What is required – Format the records, from their first line through the line containing "# holes follow the even-odd rule", as a Markdown table with the columns No. and Text, one numbered row per line and no rows for blank lines.
Start of Exercise material
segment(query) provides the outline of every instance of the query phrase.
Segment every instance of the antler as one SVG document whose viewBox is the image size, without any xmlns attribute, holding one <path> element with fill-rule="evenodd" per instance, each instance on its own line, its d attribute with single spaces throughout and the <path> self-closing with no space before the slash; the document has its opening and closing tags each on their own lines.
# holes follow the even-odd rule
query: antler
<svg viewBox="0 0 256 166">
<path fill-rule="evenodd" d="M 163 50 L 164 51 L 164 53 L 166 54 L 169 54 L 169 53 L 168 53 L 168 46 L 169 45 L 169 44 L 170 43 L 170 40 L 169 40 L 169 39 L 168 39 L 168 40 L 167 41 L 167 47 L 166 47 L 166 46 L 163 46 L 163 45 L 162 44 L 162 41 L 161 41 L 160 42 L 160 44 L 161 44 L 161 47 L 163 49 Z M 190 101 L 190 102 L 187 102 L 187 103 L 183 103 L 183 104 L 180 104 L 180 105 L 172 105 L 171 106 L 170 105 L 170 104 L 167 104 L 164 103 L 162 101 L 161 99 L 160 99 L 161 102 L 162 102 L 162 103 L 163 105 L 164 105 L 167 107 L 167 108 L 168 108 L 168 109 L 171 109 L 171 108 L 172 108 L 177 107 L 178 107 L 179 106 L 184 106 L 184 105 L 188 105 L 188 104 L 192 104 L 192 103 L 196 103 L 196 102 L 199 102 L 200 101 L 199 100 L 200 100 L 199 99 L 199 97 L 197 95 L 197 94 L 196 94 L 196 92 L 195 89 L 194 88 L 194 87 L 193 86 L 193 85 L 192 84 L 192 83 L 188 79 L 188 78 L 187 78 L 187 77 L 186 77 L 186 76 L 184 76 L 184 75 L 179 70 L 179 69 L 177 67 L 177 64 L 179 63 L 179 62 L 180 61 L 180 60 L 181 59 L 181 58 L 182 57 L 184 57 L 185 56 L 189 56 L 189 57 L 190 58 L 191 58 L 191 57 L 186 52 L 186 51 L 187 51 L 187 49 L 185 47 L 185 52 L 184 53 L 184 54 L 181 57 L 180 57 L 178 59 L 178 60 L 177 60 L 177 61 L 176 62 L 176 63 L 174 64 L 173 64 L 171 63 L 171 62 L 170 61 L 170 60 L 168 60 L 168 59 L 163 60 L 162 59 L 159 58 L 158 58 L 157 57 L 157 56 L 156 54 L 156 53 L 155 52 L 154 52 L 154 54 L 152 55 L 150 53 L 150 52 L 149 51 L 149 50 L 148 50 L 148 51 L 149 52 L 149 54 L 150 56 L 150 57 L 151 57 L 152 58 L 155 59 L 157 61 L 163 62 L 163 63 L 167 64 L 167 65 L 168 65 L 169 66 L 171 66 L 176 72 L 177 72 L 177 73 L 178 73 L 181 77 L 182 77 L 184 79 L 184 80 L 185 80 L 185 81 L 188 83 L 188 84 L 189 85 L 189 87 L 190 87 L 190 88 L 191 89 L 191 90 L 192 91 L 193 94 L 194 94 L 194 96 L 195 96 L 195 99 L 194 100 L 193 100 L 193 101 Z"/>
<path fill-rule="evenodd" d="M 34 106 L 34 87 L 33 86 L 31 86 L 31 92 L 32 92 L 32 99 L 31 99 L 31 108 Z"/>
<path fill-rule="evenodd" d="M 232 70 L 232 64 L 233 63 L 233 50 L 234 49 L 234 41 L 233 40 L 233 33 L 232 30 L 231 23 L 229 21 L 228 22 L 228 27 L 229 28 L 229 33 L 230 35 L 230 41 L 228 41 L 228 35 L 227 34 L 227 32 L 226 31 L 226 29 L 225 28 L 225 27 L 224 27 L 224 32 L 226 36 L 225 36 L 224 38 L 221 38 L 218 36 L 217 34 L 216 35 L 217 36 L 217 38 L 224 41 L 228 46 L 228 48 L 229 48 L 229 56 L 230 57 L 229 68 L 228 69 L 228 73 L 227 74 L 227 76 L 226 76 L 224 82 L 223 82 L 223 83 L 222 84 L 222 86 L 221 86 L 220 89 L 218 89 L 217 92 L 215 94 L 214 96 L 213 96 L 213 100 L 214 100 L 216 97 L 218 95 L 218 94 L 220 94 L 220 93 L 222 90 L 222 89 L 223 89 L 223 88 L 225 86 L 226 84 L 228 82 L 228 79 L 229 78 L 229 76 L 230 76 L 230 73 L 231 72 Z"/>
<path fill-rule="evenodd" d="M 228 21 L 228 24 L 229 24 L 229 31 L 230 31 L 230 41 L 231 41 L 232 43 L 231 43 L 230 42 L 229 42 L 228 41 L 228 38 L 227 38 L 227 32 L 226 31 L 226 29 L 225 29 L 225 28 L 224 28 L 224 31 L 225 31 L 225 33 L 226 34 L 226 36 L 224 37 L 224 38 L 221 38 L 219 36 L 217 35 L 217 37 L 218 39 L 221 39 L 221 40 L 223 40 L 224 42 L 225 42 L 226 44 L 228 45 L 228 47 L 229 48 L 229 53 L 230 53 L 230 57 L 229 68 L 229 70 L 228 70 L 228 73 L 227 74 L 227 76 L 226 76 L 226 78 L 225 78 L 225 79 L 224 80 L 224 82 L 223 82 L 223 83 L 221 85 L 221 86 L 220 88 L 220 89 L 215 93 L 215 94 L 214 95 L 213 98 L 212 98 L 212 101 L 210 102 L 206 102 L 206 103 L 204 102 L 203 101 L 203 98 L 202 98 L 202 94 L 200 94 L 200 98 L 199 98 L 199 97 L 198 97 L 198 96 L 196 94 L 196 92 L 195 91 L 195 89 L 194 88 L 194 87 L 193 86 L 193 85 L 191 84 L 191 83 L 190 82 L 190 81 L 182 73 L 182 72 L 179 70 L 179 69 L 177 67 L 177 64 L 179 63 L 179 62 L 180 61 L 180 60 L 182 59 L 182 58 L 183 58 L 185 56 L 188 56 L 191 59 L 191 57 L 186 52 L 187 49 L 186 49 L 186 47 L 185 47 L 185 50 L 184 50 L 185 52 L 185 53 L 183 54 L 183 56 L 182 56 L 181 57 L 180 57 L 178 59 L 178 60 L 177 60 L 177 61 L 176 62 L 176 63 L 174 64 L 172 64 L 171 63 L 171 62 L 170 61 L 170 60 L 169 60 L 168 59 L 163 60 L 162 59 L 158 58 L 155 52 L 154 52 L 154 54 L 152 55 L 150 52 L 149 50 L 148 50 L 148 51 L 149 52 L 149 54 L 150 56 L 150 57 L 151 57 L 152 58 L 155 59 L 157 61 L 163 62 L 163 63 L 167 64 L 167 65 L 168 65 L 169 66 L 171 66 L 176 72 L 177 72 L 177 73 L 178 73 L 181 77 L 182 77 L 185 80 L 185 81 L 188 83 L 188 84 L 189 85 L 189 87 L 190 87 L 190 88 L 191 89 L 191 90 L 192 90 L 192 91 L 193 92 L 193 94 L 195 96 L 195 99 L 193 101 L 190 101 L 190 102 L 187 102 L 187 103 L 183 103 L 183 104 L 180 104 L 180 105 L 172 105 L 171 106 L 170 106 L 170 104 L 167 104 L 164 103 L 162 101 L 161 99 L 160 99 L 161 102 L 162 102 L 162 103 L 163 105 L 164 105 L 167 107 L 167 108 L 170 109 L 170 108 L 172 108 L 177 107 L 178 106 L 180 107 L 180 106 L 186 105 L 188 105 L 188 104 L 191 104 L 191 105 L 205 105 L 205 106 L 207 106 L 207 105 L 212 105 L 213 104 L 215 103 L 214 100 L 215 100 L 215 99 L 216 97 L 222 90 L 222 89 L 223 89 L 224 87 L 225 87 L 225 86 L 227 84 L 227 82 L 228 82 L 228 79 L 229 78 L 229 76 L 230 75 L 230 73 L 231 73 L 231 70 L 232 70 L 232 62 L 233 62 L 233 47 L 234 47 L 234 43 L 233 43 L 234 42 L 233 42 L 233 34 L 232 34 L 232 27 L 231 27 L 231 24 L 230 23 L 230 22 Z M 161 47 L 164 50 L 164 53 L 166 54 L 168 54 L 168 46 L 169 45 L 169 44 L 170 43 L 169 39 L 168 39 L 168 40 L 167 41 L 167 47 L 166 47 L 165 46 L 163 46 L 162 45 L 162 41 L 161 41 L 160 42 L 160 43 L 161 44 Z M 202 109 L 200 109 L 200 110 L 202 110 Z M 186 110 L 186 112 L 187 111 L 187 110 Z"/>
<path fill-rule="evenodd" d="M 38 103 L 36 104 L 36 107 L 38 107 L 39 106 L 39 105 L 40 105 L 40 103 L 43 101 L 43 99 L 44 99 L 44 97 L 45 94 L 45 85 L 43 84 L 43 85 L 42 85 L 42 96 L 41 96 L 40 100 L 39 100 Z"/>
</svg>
End of Exercise material
Solved exercise –
| No. | Text |
|---|---|
| 1 | segment(query) provides the outline of every instance of the query phrase. |
| 2 | Segment every instance of the antler as one SVG document whose viewBox is the image size, without any xmlns attribute, holding one <path> element with fill-rule="evenodd" per instance, each instance on its own line, its d attribute with single spaces throughout and the <path> self-closing with no space before the slash; the document has its opening and closing tags each on their own lines. |
| 3 | # holes follow the even-odd rule |